§ Supplied text:
-- Begin --

Is recession that scary? Shouldn’t it be a necessary process to clear previous excesses?
Low unemployment recession should be
TikTokers should be very happy since they can buy stocks and broad market index cheap
Might even be able to buy their first house cheap.
TikTokers should be
BTW: Please avoid my personal side. If anyone does, I will permanently ignore that person’s post (no response).
Be ready to face a recession from here now as Yield curve at the verge of inversion. This is shared for information purpose, not to scare any one.
This is happening as 10 year yield is dropping heavily below 3-M yield. Inference: market is buying more and more 10-year note (high demand results lower yield) for security expecting uncertainty.
This is exactly the AIM of FED when aggressively pushing rates.
We’re in recession for six months already. Another recession after a brief boom? Or recession is prolonged and severe? Or high unemployment which is usually associated with recession would happen in a few months?
What is a recession? I view it as consecutive two quarter of negative GDP, so is nation measurement. Many things happen in a recession, the academic question is do those things define a recession? Or those things might or might not happen, but usually happen together with recession.
It does not matter when and where it started. If history is correct and if it repeats, the zero day starts now when yield curve inverted. Here is the nice discussion, I share from reddit.
Most of us are fearful of recession because of the possibility of losing our job. If that is not the case, who care whether we’re in recession or recession about to start.

-- End --

[Object outline annotations]
-- Begin --

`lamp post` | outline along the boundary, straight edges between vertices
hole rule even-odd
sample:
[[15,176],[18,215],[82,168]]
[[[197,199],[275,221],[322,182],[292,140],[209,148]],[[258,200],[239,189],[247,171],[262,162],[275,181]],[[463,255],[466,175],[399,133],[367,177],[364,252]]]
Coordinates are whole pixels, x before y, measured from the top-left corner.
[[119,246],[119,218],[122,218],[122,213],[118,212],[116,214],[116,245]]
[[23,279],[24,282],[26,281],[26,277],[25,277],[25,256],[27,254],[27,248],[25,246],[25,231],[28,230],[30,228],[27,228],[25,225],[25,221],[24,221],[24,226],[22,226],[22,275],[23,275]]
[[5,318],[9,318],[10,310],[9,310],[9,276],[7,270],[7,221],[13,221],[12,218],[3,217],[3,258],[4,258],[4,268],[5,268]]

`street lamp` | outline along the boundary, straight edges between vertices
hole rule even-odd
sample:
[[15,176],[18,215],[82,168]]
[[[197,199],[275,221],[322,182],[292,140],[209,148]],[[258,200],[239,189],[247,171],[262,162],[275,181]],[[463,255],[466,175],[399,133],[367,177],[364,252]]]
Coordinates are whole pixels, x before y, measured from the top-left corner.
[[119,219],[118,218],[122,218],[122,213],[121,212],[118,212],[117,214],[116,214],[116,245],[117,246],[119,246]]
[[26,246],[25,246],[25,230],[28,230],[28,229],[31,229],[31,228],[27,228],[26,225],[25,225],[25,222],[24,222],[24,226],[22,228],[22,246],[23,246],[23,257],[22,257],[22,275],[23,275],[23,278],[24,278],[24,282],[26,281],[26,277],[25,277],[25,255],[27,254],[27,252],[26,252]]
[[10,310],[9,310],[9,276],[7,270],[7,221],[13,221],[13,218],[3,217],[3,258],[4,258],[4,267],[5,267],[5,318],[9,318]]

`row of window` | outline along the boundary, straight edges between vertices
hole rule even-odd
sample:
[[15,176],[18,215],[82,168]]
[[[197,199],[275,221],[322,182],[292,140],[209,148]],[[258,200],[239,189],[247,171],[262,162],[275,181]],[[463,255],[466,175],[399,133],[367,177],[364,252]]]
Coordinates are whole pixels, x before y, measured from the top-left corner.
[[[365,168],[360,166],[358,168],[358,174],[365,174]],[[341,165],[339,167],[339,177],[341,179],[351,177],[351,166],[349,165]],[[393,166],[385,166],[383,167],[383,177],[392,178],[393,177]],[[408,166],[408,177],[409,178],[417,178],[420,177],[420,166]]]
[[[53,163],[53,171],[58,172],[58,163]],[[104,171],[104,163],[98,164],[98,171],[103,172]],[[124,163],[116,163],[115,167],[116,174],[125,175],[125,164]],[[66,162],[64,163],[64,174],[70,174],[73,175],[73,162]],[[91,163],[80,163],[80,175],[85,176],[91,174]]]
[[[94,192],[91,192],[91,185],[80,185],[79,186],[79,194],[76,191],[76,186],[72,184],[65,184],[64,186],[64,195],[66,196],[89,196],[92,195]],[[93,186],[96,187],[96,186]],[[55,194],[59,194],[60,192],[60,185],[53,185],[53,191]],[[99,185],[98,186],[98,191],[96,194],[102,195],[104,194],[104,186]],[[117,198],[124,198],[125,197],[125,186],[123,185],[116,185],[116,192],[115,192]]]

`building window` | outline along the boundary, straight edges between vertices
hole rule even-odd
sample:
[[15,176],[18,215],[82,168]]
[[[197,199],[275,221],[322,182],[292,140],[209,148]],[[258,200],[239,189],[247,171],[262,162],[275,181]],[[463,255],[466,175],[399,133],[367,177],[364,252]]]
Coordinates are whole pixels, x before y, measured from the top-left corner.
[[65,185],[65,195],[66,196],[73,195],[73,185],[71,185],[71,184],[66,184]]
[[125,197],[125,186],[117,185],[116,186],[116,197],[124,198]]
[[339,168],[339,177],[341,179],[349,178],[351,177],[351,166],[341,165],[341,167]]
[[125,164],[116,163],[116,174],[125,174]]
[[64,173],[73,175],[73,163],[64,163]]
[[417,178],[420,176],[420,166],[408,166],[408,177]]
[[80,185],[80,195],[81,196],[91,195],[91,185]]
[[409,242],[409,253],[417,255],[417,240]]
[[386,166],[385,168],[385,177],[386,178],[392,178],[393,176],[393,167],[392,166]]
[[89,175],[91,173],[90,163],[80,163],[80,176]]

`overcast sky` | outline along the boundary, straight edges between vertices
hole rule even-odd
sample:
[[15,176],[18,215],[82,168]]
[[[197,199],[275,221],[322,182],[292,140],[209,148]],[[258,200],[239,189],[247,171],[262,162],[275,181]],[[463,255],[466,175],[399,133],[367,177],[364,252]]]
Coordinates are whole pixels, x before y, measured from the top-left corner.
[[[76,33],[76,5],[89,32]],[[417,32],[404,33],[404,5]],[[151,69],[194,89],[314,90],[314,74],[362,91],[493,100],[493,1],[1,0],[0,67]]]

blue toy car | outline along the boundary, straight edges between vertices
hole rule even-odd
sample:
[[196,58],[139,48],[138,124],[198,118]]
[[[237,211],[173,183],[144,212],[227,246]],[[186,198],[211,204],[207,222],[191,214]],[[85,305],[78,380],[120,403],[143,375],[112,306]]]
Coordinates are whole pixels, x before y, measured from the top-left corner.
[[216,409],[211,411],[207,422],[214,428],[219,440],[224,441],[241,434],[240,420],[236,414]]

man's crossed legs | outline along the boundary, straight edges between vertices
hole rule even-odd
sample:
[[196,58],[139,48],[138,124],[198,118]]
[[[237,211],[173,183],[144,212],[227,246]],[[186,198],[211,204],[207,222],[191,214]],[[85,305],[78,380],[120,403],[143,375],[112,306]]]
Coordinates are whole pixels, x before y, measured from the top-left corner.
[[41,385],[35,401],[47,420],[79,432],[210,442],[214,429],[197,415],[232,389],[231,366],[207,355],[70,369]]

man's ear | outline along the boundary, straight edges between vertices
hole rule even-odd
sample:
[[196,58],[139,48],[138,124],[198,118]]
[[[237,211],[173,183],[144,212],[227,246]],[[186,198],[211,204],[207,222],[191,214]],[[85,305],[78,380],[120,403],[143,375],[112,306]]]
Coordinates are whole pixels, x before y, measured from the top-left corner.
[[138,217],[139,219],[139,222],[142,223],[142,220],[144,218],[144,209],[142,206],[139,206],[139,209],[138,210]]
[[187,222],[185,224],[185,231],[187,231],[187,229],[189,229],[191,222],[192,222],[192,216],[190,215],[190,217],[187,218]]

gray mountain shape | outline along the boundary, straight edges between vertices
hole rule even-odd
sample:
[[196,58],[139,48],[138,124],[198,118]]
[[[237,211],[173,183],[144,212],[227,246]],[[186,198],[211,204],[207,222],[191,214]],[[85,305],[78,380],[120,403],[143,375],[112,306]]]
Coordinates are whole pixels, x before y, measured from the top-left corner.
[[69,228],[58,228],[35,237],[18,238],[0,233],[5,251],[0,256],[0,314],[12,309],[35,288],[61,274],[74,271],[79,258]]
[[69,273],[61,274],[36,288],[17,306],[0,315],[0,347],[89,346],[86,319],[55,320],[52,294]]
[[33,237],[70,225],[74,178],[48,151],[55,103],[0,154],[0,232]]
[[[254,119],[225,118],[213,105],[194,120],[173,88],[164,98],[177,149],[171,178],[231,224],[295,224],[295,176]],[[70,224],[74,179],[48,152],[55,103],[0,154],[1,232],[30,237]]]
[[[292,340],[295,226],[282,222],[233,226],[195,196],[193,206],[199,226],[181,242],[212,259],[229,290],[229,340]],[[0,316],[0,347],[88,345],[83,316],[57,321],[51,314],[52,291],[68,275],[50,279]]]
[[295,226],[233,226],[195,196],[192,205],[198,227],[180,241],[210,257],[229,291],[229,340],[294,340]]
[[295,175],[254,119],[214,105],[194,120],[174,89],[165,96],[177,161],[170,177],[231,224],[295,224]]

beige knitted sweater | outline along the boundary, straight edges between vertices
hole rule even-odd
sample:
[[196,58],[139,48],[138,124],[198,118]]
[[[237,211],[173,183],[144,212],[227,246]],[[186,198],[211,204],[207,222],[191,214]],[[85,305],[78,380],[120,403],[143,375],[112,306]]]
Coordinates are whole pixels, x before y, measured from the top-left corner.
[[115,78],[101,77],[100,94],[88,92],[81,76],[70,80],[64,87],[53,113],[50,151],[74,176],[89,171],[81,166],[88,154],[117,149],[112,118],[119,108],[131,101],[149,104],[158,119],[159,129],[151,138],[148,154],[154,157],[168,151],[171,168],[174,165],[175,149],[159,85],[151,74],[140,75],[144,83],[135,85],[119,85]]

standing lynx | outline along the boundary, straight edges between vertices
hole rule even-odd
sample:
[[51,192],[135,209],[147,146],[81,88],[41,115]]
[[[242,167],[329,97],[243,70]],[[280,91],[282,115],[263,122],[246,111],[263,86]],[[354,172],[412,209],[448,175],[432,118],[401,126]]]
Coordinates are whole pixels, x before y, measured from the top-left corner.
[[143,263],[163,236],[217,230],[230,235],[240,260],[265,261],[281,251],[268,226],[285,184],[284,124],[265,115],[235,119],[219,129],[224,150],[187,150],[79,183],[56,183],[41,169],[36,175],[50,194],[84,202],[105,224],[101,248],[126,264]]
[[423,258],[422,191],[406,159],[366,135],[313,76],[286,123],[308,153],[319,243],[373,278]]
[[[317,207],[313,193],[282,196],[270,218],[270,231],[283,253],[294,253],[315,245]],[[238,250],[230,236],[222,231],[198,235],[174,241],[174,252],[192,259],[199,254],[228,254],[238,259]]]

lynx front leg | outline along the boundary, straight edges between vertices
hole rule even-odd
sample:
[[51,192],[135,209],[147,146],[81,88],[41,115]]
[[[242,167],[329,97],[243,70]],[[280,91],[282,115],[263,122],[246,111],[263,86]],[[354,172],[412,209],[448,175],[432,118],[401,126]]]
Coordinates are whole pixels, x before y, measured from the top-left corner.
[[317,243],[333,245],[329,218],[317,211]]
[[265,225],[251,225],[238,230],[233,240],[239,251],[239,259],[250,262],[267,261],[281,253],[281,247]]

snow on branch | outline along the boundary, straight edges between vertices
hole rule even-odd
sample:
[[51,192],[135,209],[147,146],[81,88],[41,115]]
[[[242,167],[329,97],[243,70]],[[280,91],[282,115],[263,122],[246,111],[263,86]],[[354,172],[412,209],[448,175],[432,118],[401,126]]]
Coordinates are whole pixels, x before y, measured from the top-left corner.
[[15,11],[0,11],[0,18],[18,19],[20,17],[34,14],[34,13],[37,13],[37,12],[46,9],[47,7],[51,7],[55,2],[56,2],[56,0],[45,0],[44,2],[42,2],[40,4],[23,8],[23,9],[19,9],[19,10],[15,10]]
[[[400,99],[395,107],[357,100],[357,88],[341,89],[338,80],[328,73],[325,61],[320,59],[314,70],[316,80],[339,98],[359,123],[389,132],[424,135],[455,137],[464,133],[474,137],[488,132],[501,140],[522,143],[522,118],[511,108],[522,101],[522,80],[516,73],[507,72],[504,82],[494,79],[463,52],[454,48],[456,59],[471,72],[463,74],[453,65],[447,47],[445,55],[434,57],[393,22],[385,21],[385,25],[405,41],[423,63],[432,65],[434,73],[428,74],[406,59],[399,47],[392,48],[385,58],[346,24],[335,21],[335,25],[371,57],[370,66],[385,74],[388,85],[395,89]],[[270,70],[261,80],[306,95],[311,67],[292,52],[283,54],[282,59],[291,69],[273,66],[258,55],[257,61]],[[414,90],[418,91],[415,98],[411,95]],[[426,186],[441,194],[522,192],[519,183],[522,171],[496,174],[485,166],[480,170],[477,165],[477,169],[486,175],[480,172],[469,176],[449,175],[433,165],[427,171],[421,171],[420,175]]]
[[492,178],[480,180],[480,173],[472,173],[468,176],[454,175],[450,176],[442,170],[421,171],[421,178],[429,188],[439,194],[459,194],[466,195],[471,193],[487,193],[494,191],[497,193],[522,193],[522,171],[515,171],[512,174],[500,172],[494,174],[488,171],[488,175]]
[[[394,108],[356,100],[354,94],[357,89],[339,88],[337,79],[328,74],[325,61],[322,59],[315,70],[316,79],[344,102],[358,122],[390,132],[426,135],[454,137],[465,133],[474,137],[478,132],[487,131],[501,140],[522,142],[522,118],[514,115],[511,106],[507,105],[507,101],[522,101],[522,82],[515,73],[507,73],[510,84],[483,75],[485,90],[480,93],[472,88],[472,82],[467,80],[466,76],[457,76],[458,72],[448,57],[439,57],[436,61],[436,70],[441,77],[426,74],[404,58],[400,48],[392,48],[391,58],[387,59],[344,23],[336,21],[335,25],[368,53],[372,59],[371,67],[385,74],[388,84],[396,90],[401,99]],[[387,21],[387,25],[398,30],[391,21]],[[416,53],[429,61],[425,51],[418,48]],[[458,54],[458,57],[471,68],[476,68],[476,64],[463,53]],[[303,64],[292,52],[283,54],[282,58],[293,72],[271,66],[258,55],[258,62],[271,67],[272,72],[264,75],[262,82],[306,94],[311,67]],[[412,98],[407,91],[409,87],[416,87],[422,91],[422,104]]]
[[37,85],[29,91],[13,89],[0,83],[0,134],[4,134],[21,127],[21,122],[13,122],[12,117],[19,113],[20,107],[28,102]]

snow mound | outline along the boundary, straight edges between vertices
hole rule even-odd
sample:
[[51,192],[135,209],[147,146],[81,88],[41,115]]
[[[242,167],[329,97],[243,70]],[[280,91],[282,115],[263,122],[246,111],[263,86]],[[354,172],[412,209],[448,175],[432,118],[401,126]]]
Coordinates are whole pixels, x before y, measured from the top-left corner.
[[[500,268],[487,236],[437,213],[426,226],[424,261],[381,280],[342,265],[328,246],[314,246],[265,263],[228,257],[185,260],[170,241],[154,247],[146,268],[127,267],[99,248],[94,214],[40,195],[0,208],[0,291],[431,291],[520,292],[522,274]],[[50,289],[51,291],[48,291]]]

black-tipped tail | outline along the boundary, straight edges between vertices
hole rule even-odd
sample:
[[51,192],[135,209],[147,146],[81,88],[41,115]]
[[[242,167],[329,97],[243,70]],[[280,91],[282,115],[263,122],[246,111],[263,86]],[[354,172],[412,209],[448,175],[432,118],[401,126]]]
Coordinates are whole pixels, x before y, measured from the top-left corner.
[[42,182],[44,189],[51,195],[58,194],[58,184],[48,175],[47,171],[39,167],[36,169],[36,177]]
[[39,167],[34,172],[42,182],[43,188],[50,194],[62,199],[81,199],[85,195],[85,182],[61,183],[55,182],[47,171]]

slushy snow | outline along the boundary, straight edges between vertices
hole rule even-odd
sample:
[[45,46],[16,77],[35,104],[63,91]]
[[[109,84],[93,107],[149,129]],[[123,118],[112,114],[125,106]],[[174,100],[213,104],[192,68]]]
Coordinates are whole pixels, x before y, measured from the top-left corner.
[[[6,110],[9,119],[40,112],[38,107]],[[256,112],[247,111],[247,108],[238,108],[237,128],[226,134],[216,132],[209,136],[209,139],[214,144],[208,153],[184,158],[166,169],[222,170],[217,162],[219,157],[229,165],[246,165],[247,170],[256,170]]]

-- End --

§ Parts of the exercise:
1. Reproduce everything in the recession discussion from "It does not" down to "share from reddit.".
2. Report every line of the records that contains the string "snow", treating case as significant.

§ Answers to the exercises:
1.
It does not matter when and where it started. If history is correct and if it repeats, the zero day starts now when yield curve inverted. Here is the nice discussion, I share from reddit.

2.
snow on branch | outline along the boundary, straight edges between vertices
snow mound | outline along the boundary, straight edges between vertices
slushy snow | outline along the boundary, straight edges between vertices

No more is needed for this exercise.